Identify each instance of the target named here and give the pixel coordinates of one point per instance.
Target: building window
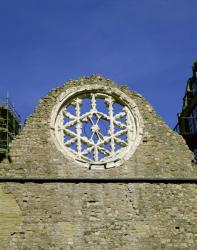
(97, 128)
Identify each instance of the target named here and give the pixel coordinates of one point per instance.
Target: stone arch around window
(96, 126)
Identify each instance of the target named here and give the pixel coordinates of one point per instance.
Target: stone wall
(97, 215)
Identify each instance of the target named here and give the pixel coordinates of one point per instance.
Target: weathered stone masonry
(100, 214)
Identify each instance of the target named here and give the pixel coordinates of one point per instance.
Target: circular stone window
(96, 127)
==
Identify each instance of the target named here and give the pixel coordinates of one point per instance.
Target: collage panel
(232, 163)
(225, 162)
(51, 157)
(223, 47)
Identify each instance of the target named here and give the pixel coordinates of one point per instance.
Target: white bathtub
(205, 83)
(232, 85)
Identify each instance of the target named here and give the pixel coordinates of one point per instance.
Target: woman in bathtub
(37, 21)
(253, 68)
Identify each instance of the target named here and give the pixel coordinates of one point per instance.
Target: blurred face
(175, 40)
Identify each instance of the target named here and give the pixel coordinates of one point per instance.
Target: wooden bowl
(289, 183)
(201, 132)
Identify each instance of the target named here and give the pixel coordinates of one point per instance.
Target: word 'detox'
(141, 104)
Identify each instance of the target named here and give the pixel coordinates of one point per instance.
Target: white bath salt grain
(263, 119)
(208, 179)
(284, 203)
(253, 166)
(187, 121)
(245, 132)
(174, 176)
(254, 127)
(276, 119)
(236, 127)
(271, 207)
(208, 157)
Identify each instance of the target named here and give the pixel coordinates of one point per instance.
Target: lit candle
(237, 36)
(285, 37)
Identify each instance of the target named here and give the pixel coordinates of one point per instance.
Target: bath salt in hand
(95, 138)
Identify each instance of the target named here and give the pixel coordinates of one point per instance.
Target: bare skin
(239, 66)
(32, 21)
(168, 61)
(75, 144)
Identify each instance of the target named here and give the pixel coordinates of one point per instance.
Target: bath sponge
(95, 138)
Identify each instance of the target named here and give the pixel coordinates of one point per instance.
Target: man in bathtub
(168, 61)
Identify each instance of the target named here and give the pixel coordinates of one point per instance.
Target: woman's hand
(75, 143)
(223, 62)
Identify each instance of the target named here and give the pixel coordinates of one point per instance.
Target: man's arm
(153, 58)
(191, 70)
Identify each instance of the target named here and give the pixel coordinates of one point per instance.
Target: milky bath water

**Exercise objective**. Please extract every line of the material above that contains the word "window". Case matters.

**Result for this task**.
Target: building window
Target: stone arch around window
Target: circular stone window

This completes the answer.